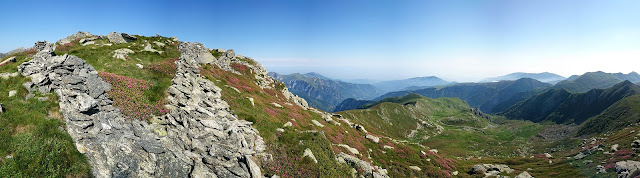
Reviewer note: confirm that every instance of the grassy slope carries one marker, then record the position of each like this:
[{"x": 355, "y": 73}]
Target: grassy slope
[
  {"x": 619, "y": 115},
  {"x": 31, "y": 132},
  {"x": 473, "y": 142}
]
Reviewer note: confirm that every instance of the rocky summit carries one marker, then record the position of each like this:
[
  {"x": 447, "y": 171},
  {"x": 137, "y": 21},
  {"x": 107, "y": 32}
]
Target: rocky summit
[{"x": 125, "y": 105}]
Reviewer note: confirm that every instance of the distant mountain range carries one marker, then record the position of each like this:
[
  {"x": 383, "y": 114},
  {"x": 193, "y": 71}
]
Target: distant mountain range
[
  {"x": 324, "y": 93},
  {"x": 485, "y": 96},
  {"x": 396, "y": 85},
  {"x": 595, "y": 80},
  {"x": 543, "y": 77},
  {"x": 562, "y": 106}
]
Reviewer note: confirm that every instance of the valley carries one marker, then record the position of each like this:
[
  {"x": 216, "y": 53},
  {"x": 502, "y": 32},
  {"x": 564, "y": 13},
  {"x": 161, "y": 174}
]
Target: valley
[{"x": 171, "y": 103}]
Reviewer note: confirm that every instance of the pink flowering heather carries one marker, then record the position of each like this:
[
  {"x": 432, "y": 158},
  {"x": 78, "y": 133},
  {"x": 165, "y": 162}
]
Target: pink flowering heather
[{"x": 127, "y": 94}]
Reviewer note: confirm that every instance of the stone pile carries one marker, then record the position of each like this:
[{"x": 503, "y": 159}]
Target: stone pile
[
  {"x": 490, "y": 169},
  {"x": 216, "y": 141},
  {"x": 73, "y": 37},
  {"x": 199, "y": 138},
  {"x": 115, "y": 146},
  {"x": 118, "y": 38}
]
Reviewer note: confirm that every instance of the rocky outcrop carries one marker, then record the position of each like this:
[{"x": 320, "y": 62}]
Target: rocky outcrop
[
  {"x": 11, "y": 59},
  {"x": 199, "y": 138},
  {"x": 202, "y": 124},
  {"x": 490, "y": 169},
  {"x": 524, "y": 174},
  {"x": 73, "y": 37},
  {"x": 308, "y": 153},
  {"x": 626, "y": 168},
  {"x": 115, "y": 146},
  {"x": 118, "y": 38}
]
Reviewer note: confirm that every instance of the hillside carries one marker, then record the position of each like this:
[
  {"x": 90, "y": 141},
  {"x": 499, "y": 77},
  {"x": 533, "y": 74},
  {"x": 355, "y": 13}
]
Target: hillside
[
  {"x": 595, "y": 80},
  {"x": 324, "y": 93},
  {"x": 351, "y": 103},
  {"x": 485, "y": 96},
  {"x": 618, "y": 116},
  {"x": 396, "y": 85},
  {"x": 543, "y": 77},
  {"x": 563, "y": 107},
  {"x": 123, "y": 105}
]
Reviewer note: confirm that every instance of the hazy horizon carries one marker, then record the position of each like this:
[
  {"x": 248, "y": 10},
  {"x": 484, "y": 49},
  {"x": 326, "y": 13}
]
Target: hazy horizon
[{"x": 459, "y": 41}]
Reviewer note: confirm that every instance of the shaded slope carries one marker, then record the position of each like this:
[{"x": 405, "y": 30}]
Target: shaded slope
[
  {"x": 561, "y": 106},
  {"x": 324, "y": 93},
  {"x": 595, "y": 80},
  {"x": 395, "y": 85},
  {"x": 618, "y": 116},
  {"x": 543, "y": 77},
  {"x": 485, "y": 96}
]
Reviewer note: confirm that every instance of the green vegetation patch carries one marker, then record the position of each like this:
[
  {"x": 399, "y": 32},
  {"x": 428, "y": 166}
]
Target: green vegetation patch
[
  {"x": 140, "y": 93},
  {"x": 34, "y": 143}
]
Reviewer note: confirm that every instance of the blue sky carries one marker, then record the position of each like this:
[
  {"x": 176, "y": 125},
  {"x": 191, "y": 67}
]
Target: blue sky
[{"x": 460, "y": 40}]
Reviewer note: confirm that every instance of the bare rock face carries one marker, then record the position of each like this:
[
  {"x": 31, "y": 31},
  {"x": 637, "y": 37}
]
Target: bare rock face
[
  {"x": 73, "y": 37},
  {"x": 218, "y": 140},
  {"x": 118, "y": 38},
  {"x": 200, "y": 139}
]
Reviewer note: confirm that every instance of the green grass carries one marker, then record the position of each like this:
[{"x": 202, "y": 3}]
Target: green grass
[
  {"x": 100, "y": 57},
  {"x": 31, "y": 132}
]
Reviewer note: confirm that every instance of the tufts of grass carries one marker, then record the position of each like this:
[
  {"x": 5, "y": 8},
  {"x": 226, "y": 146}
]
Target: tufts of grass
[
  {"x": 146, "y": 96},
  {"x": 34, "y": 143}
]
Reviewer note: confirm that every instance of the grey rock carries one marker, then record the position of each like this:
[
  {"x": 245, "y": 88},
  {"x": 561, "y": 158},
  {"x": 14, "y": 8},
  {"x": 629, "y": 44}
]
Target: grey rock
[
  {"x": 11, "y": 59},
  {"x": 308, "y": 153},
  {"x": 85, "y": 102},
  {"x": 71, "y": 38},
  {"x": 118, "y": 38},
  {"x": 580, "y": 156}
]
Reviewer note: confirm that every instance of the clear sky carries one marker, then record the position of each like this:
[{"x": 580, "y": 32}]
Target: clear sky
[{"x": 460, "y": 40}]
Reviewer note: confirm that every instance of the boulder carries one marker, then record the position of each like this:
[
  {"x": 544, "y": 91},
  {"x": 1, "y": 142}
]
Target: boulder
[
  {"x": 149, "y": 48},
  {"x": 524, "y": 174},
  {"x": 580, "y": 156},
  {"x": 490, "y": 169},
  {"x": 308, "y": 153},
  {"x": 626, "y": 168},
  {"x": 8, "y": 75},
  {"x": 372, "y": 138},
  {"x": 71, "y": 38},
  {"x": 10, "y": 59},
  {"x": 118, "y": 38}
]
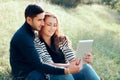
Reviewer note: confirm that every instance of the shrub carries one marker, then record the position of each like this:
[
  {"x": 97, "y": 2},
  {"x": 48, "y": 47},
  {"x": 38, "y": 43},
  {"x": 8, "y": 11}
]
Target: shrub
[{"x": 66, "y": 3}]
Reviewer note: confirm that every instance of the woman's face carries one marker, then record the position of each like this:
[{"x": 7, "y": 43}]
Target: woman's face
[{"x": 49, "y": 26}]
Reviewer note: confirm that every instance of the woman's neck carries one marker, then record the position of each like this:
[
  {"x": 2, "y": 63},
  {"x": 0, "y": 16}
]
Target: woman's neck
[{"x": 47, "y": 40}]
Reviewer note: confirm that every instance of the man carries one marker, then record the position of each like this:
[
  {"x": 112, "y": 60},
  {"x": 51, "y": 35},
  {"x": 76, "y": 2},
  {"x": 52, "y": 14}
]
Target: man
[{"x": 24, "y": 59}]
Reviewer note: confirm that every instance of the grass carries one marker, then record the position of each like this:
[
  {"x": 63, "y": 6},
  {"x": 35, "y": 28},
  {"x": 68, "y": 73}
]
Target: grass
[{"x": 84, "y": 22}]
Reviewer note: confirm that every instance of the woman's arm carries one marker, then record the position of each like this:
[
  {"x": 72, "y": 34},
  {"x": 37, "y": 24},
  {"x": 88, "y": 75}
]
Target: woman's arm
[{"x": 63, "y": 65}]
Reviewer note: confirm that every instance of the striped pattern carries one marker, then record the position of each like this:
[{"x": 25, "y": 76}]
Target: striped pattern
[{"x": 41, "y": 48}]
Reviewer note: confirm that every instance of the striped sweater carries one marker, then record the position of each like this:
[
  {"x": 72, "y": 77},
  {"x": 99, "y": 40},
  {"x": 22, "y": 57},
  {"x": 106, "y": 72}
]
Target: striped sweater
[{"x": 44, "y": 55}]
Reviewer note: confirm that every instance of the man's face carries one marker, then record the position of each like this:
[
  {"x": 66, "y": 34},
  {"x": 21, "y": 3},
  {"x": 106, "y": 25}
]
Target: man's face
[{"x": 37, "y": 22}]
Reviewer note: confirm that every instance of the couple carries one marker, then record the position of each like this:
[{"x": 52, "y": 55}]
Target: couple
[{"x": 32, "y": 57}]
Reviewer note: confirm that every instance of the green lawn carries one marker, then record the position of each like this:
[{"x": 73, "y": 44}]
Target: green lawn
[{"x": 84, "y": 22}]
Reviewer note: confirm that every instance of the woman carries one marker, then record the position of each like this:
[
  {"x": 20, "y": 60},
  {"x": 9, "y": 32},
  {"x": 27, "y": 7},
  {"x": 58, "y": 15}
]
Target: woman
[{"x": 55, "y": 49}]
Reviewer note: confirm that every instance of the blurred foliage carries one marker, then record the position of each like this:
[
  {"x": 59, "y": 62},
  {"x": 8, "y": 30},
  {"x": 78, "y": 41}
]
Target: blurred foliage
[
  {"x": 114, "y": 4},
  {"x": 66, "y": 3}
]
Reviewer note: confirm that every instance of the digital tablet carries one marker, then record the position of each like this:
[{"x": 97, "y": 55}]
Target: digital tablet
[{"x": 83, "y": 47}]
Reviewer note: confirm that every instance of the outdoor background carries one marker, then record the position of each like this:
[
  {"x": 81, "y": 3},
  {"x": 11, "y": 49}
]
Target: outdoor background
[{"x": 98, "y": 20}]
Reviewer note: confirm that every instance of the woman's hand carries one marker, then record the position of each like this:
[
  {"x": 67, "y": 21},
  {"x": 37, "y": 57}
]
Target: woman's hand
[
  {"x": 88, "y": 58},
  {"x": 74, "y": 66}
]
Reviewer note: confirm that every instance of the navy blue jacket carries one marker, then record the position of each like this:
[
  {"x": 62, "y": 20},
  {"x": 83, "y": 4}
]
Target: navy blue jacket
[{"x": 23, "y": 56}]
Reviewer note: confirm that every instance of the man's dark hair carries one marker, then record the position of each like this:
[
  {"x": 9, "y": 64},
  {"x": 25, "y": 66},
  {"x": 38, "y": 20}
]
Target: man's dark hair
[{"x": 32, "y": 10}]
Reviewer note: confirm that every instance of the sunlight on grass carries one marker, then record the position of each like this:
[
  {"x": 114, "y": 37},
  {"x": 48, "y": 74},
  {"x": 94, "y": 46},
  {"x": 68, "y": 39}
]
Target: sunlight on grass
[{"x": 96, "y": 22}]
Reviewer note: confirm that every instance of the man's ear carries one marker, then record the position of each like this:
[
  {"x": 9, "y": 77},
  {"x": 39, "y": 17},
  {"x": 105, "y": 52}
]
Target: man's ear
[{"x": 29, "y": 20}]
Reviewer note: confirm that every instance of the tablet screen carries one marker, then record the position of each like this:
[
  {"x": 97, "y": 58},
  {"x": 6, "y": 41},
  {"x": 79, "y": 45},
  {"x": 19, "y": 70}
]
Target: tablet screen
[{"x": 83, "y": 47}]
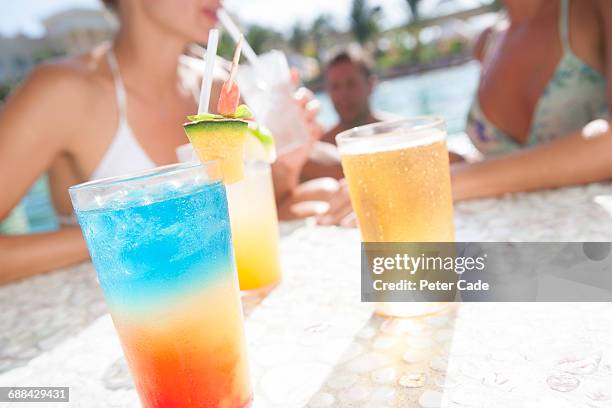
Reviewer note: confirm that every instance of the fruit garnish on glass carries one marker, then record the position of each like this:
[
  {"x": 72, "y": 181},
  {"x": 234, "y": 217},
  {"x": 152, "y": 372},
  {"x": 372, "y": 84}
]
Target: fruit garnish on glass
[{"x": 229, "y": 136}]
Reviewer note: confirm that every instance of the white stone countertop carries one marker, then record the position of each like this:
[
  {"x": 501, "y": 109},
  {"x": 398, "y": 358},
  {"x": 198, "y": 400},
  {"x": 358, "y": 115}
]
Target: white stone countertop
[{"x": 312, "y": 343}]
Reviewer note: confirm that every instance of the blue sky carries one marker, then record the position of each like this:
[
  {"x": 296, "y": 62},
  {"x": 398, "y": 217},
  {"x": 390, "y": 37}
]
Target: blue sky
[{"x": 25, "y": 15}]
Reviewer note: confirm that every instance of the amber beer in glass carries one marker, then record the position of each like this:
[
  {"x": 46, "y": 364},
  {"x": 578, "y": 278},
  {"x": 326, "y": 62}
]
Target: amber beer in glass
[{"x": 399, "y": 182}]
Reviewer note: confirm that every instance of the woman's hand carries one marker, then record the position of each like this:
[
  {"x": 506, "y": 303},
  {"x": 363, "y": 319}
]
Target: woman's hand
[{"x": 288, "y": 167}]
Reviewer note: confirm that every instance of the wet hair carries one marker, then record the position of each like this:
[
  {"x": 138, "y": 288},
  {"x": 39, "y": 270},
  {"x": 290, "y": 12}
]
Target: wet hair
[{"x": 354, "y": 57}]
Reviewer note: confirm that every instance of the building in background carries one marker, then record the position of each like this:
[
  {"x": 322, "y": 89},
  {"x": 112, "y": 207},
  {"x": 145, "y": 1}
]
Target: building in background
[{"x": 68, "y": 32}]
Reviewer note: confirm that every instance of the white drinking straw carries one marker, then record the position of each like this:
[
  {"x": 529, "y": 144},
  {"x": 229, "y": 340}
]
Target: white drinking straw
[
  {"x": 209, "y": 67},
  {"x": 235, "y": 62},
  {"x": 234, "y": 32}
]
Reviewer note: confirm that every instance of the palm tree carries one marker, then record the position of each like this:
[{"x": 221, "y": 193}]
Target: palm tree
[
  {"x": 321, "y": 27},
  {"x": 364, "y": 20},
  {"x": 414, "y": 28},
  {"x": 298, "y": 38},
  {"x": 414, "y": 10}
]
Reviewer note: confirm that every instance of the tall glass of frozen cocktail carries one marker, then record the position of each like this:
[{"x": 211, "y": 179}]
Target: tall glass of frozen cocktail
[{"x": 161, "y": 245}]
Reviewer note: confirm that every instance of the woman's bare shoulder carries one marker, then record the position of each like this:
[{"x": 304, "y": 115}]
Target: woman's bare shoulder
[{"x": 79, "y": 74}]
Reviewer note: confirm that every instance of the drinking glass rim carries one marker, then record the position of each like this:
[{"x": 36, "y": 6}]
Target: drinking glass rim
[
  {"x": 155, "y": 172},
  {"x": 358, "y": 132}
]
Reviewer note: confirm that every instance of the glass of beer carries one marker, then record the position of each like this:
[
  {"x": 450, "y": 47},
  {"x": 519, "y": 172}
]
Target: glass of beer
[{"x": 399, "y": 182}]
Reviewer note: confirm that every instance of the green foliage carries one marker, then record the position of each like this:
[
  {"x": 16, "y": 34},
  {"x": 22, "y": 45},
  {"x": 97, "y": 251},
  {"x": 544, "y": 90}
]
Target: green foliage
[
  {"x": 456, "y": 48},
  {"x": 364, "y": 21},
  {"x": 298, "y": 38},
  {"x": 261, "y": 38},
  {"x": 45, "y": 54},
  {"x": 414, "y": 10}
]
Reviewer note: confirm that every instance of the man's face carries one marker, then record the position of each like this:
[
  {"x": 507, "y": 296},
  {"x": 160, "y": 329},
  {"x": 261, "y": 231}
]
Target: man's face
[{"x": 349, "y": 90}]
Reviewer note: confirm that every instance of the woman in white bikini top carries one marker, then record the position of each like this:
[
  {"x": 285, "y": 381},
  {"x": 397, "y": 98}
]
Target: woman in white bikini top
[{"x": 70, "y": 120}]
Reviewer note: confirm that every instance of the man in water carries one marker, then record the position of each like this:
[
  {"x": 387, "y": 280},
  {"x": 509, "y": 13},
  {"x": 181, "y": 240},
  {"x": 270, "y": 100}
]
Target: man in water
[{"x": 349, "y": 83}]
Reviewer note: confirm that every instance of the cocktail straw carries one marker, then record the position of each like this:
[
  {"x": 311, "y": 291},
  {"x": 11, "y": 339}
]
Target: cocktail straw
[
  {"x": 209, "y": 67},
  {"x": 234, "y": 32},
  {"x": 235, "y": 62}
]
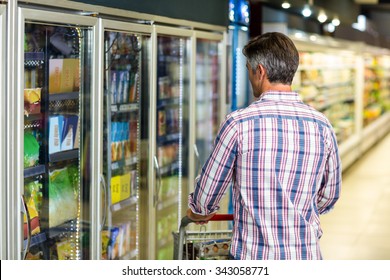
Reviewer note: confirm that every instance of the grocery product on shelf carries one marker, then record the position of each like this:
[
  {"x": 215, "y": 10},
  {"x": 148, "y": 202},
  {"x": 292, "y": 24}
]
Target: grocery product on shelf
[
  {"x": 326, "y": 81},
  {"x": 123, "y": 60},
  {"x": 52, "y": 158}
]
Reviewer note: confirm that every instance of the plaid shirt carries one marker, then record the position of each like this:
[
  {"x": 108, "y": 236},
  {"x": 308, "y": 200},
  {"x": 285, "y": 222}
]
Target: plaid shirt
[{"x": 282, "y": 158}]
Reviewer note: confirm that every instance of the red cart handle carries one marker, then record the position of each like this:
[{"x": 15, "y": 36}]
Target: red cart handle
[
  {"x": 217, "y": 217},
  {"x": 222, "y": 217}
]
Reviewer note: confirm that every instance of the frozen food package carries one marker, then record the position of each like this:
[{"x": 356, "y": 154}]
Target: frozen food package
[
  {"x": 33, "y": 196},
  {"x": 32, "y": 95},
  {"x": 31, "y": 150},
  {"x": 34, "y": 218},
  {"x": 55, "y": 132},
  {"x": 63, "y": 196},
  {"x": 65, "y": 250},
  {"x": 113, "y": 245}
]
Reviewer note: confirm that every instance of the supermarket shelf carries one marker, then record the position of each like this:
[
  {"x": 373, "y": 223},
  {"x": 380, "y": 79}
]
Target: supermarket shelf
[
  {"x": 66, "y": 155},
  {"x": 64, "y": 96},
  {"x": 375, "y": 131},
  {"x": 168, "y": 101},
  {"x": 36, "y": 239},
  {"x": 124, "y": 108},
  {"x": 168, "y": 138},
  {"x": 132, "y": 201},
  {"x": 66, "y": 227},
  {"x": 125, "y": 162},
  {"x": 34, "y": 171}
]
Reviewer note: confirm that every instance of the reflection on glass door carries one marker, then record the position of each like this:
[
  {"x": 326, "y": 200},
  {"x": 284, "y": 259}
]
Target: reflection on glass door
[
  {"x": 56, "y": 88},
  {"x": 208, "y": 108},
  {"x": 208, "y": 95},
  {"x": 122, "y": 84},
  {"x": 3, "y": 185},
  {"x": 172, "y": 138}
]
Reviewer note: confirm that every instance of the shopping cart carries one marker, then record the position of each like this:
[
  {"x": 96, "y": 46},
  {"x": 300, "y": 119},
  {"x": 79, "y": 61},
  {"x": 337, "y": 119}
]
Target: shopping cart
[{"x": 202, "y": 244}]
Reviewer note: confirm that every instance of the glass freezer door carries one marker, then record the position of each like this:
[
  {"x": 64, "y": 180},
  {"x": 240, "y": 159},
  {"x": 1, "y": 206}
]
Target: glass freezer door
[
  {"x": 171, "y": 138},
  {"x": 208, "y": 108},
  {"x": 3, "y": 243},
  {"x": 57, "y": 84},
  {"x": 124, "y": 56}
]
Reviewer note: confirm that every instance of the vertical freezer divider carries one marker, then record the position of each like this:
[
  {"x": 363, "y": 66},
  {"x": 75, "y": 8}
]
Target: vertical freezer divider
[
  {"x": 106, "y": 202},
  {"x": 25, "y": 212},
  {"x": 197, "y": 165},
  {"x": 159, "y": 182}
]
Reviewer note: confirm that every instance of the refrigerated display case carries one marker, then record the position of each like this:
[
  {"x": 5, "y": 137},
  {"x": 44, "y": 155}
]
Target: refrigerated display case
[
  {"x": 56, "y": 57},
  {"x": 3, "y": 241},
  {"x": 326, "y": 81},
  {"x": 126, "y": 55},
  {"x": 238, "y": 36},
  {"x": 208, "y": 102},
  {"x": 172, "y": 135},
  {"x": 376, "y": 96}
]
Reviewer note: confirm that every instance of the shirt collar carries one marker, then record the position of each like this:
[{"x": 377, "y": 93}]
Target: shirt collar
[{"x": 281, "y": 96}]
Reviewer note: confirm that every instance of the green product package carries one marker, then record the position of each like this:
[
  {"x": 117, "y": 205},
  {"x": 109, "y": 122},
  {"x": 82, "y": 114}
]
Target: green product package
[
  {"x": 31, "y": 150},
  {"x": 63, "y": 196}
]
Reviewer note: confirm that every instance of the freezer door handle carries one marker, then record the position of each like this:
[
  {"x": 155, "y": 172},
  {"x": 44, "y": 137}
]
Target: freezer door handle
[
  {"x": 25, "y": 212},
  {"x": 157, "y": 190},
  {"x": 197, "y": 159},
  {"x": 104, "y": 218}
]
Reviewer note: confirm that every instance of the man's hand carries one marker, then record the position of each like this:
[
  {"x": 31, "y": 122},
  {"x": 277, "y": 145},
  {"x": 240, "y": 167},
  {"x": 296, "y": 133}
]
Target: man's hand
[{"x": 199, "y": 219}]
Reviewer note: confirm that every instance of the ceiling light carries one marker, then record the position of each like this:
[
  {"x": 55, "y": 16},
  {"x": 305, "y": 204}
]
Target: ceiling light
[
  {"x": 322, "y": 17},
  {"x": 306, "y": 12},
  {"x": 286, "y": 5},
  {"x": 336, "y": 21}
]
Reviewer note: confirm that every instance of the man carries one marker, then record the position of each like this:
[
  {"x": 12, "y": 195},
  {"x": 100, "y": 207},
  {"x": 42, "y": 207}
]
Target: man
[{"x": 281, "y": 157}]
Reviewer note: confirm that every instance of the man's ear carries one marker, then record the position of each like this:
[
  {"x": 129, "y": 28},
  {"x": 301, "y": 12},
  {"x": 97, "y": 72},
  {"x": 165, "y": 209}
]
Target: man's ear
[{"x": 260, "y": 71}]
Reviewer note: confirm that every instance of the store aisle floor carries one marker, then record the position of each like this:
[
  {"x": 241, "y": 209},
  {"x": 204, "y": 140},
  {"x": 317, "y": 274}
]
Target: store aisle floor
[{"x": 358, "y": 228}]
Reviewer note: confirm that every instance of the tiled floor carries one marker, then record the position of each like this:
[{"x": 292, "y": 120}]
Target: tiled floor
[{"x": 359, "y": 226}]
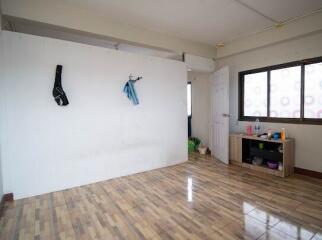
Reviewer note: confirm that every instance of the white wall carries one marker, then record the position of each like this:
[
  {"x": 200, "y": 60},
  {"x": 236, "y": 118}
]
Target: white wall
[
  {"x": 308, "y": 138},
  {"x": 100, "y": 135},
  {"x": 200, "y": 105}
]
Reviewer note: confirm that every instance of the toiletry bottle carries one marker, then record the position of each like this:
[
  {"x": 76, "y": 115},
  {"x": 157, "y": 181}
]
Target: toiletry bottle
[
  {"x": 257, "y": 127},
  {"x": 269, "y": 134},
  {"x": 283, "y": 134}
]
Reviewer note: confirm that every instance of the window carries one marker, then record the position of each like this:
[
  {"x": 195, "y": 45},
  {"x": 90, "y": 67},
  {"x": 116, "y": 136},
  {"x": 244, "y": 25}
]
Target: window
[
  {"x": 189, "y": 99},
  {"x": 255, "y": 94},
  {"x": 285, "y": 92},
  {"x": 290, "y": 92},
  {"x": 313, "y": 91}
]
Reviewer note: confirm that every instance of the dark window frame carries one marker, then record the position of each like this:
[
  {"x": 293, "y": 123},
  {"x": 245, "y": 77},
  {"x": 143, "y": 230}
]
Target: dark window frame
[{"x": 301, "y": 120}]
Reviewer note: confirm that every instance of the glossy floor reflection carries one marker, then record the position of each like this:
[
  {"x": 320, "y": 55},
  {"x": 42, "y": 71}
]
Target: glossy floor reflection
[{"x": 200, "y": 199}]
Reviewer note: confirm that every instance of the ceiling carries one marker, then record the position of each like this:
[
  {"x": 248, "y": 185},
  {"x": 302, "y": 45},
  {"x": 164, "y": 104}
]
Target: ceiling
[{"x": 205, "y": 21}]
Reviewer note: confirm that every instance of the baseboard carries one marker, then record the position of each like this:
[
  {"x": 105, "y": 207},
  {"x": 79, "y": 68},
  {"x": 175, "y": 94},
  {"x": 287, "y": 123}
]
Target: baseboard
[
  {"x": 5, "y": 198},
  {"x": 309, "y": 173}
]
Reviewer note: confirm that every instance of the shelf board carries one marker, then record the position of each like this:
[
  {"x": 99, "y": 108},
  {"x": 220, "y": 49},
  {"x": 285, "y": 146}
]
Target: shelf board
[{"x": 261, "y": 139}]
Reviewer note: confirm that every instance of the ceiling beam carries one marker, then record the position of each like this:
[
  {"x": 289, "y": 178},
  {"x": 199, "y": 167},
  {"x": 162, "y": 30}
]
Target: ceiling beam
[{"x": 256, "y": 11}]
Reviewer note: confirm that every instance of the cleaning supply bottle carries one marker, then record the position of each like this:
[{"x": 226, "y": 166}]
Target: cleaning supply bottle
[
  {"x": 257, "y": 127},
  {"x": 283, "y": 134}
]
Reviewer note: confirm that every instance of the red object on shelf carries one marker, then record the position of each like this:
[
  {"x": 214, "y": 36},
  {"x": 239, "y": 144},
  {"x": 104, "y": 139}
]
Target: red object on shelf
[{"x": 249, "y": 130}]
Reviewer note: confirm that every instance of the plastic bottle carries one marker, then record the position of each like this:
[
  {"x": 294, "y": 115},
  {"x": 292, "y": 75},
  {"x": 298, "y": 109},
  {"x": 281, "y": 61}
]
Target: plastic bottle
[
  {"x": 283, "y": 134},
  {"x": 257, "y": 127}
]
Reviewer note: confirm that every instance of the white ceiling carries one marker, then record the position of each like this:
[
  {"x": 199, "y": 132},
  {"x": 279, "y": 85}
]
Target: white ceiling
[{"x": 206, "y": 21}]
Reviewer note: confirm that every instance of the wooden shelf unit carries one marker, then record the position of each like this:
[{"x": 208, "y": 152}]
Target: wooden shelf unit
[{"x": 237, "y": 156}]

******************************

> [WORK TO BE COMPLETED] Transcribe, word for word, every line from the one containing "Reviewer note: confirm that every instance of the shelf" through the final line of the entries, and nothing else.

> [RESPONSE BELOW]
Reviewer note: confirm that every instance of the shelf board carries one marker, then record the position of each like this:
[
  {"x": 99, "y": 108},
  {"x": 220, "y": 49},
  {"x": 285, "y": 146}
]
Target: shelf board
[{"x": 261, "y": 139}]
Reviewer note: confirm that every instance of the ceiling beam carries one marker, then record the position of each like this:
[
  {"x": 289, "y": 178},
  {"x": 199, "y": 167},
  {"x": 162, "y": 30}
]
Target: ceiling beam
[{"x": 256, "y": 11}]
Reviewer note: confirm that every instance of the cleaning supply bottle carries one marker, then record the position of each like this:
[{"x": 226, "y": 166}]
Target: cleaning supply bottle
[
  {"x": 257, "y": 127},
  {"x": 283, "y": 134}
]
Reviewer note: confirm that every instance of the red object on shelf carries one marker, then record the position of each like this:
[
  {"x": 214, "y": 36},
  {"x": 239, "y": 144},
  {"x": 104, "y": 139}
]
Target: red object on shelf
[{"x": 249, "y": 130}]
Reviewer note: confirm that every instance of the plastic bottle carries one marker, then record the position of each like this:
[
  {"x": 294, "y": 115},
  {"x": 292, "y": 75},
  {"x": 298, "y": 109},
  {"x": 281, "y": 61}
]
Target: plastic bottle
[
  {"x": 283, "y": 134},
  {"x": 257, "y": 127}
]
Reviewer note: confirm that every instance of the white ceiling carries one marker, then record the position of each like this:
[
  {"x": 199, "y": 132},
  {"x": 279, "y": 85}
]
Target: white ceiling
[{"x": 206, "y": 21}]
Reviewer note: confirm that every instance of the wooden shelf unit carries one marker, then record the position of each like this:
[{"x": 208, "y": 152}]
Target: wooden shelf unit
[{"x": 237, "y": 156}]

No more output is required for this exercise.